Entries for bounding box labeling:
────

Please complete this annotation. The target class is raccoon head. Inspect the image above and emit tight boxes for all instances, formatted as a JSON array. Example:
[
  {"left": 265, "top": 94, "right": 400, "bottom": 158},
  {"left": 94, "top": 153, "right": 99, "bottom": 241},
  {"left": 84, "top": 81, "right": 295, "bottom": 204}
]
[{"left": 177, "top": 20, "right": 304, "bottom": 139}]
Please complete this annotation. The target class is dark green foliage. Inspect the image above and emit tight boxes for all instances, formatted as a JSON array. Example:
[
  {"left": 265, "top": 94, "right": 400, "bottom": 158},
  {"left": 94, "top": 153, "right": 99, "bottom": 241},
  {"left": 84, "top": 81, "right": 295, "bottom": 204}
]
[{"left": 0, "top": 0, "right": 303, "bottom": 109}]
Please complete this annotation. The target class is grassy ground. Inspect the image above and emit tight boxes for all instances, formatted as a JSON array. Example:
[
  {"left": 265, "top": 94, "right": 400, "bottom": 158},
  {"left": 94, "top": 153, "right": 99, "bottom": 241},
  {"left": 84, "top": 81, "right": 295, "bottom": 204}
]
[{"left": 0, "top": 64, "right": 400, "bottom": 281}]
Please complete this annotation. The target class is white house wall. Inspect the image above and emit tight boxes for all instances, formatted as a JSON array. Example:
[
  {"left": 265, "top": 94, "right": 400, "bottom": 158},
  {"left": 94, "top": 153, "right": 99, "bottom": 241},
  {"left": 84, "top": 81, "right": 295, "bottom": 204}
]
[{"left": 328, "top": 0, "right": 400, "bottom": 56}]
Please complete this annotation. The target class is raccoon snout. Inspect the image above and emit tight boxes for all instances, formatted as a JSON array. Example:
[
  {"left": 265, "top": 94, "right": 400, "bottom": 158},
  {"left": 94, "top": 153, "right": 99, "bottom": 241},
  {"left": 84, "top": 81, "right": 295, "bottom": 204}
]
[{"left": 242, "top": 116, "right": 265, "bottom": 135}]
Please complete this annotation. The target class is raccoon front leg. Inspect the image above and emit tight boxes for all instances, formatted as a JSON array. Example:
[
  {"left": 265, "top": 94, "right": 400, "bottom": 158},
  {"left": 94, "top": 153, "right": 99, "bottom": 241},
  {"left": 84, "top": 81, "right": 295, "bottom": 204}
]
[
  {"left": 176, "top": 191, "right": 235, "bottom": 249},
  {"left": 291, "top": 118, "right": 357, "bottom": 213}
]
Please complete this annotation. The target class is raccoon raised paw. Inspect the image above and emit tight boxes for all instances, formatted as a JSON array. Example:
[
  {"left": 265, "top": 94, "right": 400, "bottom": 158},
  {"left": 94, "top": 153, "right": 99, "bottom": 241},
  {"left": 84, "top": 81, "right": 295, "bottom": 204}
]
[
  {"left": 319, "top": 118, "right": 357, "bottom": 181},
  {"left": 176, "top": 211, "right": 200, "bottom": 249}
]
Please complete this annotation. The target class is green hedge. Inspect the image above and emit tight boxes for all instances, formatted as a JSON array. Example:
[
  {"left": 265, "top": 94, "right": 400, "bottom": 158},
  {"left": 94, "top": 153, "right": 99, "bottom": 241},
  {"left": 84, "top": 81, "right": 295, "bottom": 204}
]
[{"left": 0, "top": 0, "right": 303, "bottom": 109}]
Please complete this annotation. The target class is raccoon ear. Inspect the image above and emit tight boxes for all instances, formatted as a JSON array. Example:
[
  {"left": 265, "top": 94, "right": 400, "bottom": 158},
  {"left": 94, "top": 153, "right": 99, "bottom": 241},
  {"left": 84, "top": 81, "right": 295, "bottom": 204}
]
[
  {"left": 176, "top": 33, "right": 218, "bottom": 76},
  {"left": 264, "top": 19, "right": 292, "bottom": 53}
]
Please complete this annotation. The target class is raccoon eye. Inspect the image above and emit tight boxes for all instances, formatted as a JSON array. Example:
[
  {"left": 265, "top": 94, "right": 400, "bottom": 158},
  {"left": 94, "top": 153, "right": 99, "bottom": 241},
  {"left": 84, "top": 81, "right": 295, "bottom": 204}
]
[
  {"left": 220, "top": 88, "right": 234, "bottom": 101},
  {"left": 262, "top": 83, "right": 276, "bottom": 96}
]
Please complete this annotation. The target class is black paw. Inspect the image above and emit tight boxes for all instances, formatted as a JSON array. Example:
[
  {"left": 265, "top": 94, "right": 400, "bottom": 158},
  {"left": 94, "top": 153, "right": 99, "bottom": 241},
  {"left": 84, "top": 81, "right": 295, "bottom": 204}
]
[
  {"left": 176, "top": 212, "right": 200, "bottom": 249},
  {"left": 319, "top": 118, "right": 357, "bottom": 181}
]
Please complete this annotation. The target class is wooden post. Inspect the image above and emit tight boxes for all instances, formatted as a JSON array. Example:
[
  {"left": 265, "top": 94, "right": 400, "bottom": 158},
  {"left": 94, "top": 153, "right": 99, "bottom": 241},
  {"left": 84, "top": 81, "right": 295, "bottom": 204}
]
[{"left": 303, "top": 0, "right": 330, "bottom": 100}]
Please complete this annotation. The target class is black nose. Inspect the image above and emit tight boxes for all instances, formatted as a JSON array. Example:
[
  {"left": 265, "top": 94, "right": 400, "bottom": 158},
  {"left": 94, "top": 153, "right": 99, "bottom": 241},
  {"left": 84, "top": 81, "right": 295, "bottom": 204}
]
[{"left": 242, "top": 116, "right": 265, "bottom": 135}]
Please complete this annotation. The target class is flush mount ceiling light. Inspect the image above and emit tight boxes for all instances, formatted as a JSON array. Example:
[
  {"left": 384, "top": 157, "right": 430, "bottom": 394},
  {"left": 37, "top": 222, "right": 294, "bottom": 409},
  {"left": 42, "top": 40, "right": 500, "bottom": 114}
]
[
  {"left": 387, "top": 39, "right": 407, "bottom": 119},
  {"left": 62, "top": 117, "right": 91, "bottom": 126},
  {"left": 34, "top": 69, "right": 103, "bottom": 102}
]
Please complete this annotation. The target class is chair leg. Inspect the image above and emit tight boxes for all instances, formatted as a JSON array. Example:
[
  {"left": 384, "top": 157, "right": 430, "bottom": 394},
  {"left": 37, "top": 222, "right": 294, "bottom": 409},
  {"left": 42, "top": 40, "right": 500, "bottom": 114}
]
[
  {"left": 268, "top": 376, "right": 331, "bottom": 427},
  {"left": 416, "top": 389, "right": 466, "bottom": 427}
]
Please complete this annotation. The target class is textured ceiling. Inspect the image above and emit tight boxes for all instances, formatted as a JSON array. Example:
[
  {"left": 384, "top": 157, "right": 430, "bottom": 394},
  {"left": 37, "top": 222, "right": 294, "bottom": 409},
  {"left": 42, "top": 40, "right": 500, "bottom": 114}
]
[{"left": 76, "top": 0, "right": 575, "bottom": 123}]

────

§ **WHAT YOU ARE ASKED TO DO**: Restate the listing above word for word.

§ **COMPLETE RESPONSE**:
Please complete this annotation. The target class is raccoon head. Inspect the image above and emit tight boxes for all instances, formatted as a JSON array. Example:
[
  {"left": 265, "top": 94, "right": 400, "bottom": 158},
  {"left": 94, "top": 153, "right": 99, "bottom": 241},
  {"left": 84, "top": 81, "right": 295, "bottom": 204}
]
[{"left": 177, "top": 20, "right": 304, "bottom": 139}]
Please complete this annotation. The target class is dark green foliage. Inspect the image above and emit tight boxes for all instances, formatted as a JSON array. Example:
[
  {"left": 265, "top": 94, "right": 400, "bottom": 158},
  {"left": 94, "top": 153, "right": 99, "bottom": 241},
  {"left": 84, "top": 81, "right": 295, "bottom": 204}
]
[{"left": 0, "top": 0, "right": 303, "bottom": 109}]
Please complete this annotation. The target class is grassy ground. Inspect the image above and emit tight boxes for all instances, formatted as a JSON array. Example:
[
  {"left": 265, "top": 94, "right": 400, "bottom": 158},
  {"left": 94, "top": 153, "right": 99, "bottom": 241},
  {"left": 84, "top": 81, "right": 295, "bottom": 204}
]
[{"left": 0, "top": 64, "right": 400, "bottom": 281}]
Please complete this annotation. The target class is white house wall. Inspect the image above and emit tight boxes for all instances, formatted as a JSON array. Example:
[
  {"left": 265, "top": 94, "right": 400, "bottom": 158},
  {"left": 94, "top": 153, "right": 99, "bottom": 241},
  {"left": 84, "top": 81, "right": 295, "bottom": 204}
]
[{"left": 328, "top": 0, "right": 400, "bottom": 56}]
Please complete this annotation. The target class is raccoon snout. Inspect the image above and emit tight boxes for all instances, formatted as a JSON array. Example:
[
  {"left": 265, "top": 94, "right": 400, "bottom": 158},
  {"left": 94, "top": 153, "right": 99, "bottom": 241},
  {"left": 84, "top": 81, "right": 295, "bottom": 204}
]
[{"left": 242, "top": 116, "right": 265, "bottom": 135}]
Please complete this annotation. The target class is raccoon front leg. Inspect the image above and emit tight boxes for all instances, formatted as a JSON array. Example:
[
  {"left": 265, "top": 94, "right": 400, "bottom": 158},
  {"left": 94, "top": 153, "right": 99, "bottom": 241},
  {"left": 84, "top": 81, "right": 295, "bottom": 204}
]
[
  {"left": 176, "top": 191, "right": 235, "bottom": 249},
  {"left": 291, "top": 118, "right": 357, "bottom": 213}
]
Please complete this annotation. The target class is raccoon raised paw. Inspect the image above and emit tight boxes for all instances, formatted as a JSON array. Example:
[
  {"left": 265, "top": 94, "right": 400, "bottom": 158},
  {"left": 94, "top": 153, "right": 99, "bottom": 241},
  {"left": 84, "top": 81, "right": 295, "bottom": 204}
]
[
  {"left": 319, "top": 118, "right": 357, "bottom": 181},
  {"left": 176, "top": 211, "right": 200, "bottom": 249}
]
Please complete this annotation. The target class is green hedge. Inspect the image above and emit tight boxes for all instances, formatted as a JSON array. Example:
[
  {"left": 265, "top": 94, "right": 400, "bottom": 158},
  {"left": 94, "top": 153, "right": 99, "bottom": 241},
  {"left": 84, "top": 81, "right": 295, "bottom": 204}
]
[{"left": 0, "top": 0, "right": 303, "bottom": 109}]
Please complete this annotation. The target class is raccoon ear. Inspect the image above and emit tight boxes for all instances, formatted as a JSON array. Example:
[
  {"left": 265, "top": 94, "right": 400, "bottom": 158},
  {"left": 94, "top": 153, "right": 99, "bottom": 241},
  {"left": 84, "top": 81, "right": 295, "bottom": 204}
]
[
  {"left": 176, "top": 33, "right": 218, "bottom": 76},
  {"left": 264, "top": 19, "right": 292, "bottom": 53}
]
Please complete this annotation. The target class is raccoon eye. Inspect the image above and emit tight boxes for all instances, formatted as a JSON array. Example:
[
  {"left": 265, "top": 94, "right": 400, "bottom": 158},
  {"left": 94, "top": 153, "right": 99, "bottom": 241},
  {"left": 84, "top": 81, "right": 295, "bottom": 204}
]
[
  {"left": 220, "top": 88, "right": 234, "bottom": 101},
  {"left": 262, "top": 83, "right": 276, "bottom": 96}
]
Please complete this annotation. The target class is black paw. Inspect the image above and emit tight boxes for all instances, formatted as a JSON array. Example:
[
  {"left": 265, "top": 94, "right": 400, "bottom": 158},
  {"left": 94, "top": 153, "right": 99, "bottom": 241},
  {"left": 84, "top": 81, "right": 295, "bottom": 204}
]
[
  {"left": 176, "top": 212, "right": 200, "bottom": 249},
  {"left": 319, "top": 118, "right": 357, "bottom": 181}
]
Please complete this annotation. The target class is wooden post. Inspect the image above and emit tight boxes for all instances, formatted as a JSON array. Example:
[
  {"left": 265, "top": 94, "right": 400, "bottom": 158},
  {"left": 94, "top": 153, "right": 99, "bottom": 241},
  {"left": 84, "top": 81, "right": 295, "bottom": 204}
]
[{"left": 303, "top": 0, "right": 330, "bottom": 100}]
Please complete this annotation. The target class is black nose. Inspect the image above and emit tight boxes for all instances, formatted as a JSON array. Example:
[
  {"left": 265, "top": 94, "right": 400, "bottom": 158},
  {"left": 94, "top": 153, "right": 99, "bottom": 241},
  {"left": 84, "top": 81, "right": 295, "bottom": 204}
]
[{"left": 242, "top": 116, "right": 265, "bottom": 135}]
Please complete this annotation. The target class is flush mount ceiling light. Inspect the image above and emit tight boxes for all instances, formatted as a JSON array. Example:
[
  {"left": 384, "top": 157, "right": 430, "bottom": 394},
  {"left": 37, "top": 222, "right": 294, "bottom": 409},
  {"left": 42, "top": 40, "right": 500, "bottom": 114}
]
[
  {"left": 387, "top": 39, "right": 407, "bottom": 119},
  {"left": 62, "top": 117, "right": 91, "bottom": 126},
  {"left": 34, "top": 69, "right": 103, "bottom": 102}
]
Please complete this annotation. The target class is chair leg. Inspect the image above and emit tight boxes for all instances, formatted as a JSON array. Example:
[
  {"left": 384, "top": 157, "right": 430, "bottom": 394},
  {"left": 37, "top": 222, "right": 294, "bottom": 409},
  {"left": 42, "top": 40, "right": 500, "bottom": 114}
]
[
  {"left": 268, "top": 376, "right": 331, "bottom": 427},
  {"left": 416, "top": 389, "right": 466, "bottom": 427}
]
Please complete this annotation. The target class is textured ceiling. Inspect the image above and emit tight boxes for all instances, formatted as a JSON array. Example:
[
  {"left": 384, "top": 157, "right": 430, "bottom": 394},
  {"left": 37, "top": 222, "right": 294, "bottom": 409},
  {"left": 42, "top": 40, "right": 500, "bottom": 114}
]
[{"left": 76, "top": 0, "right": 575, "bottom": 123}]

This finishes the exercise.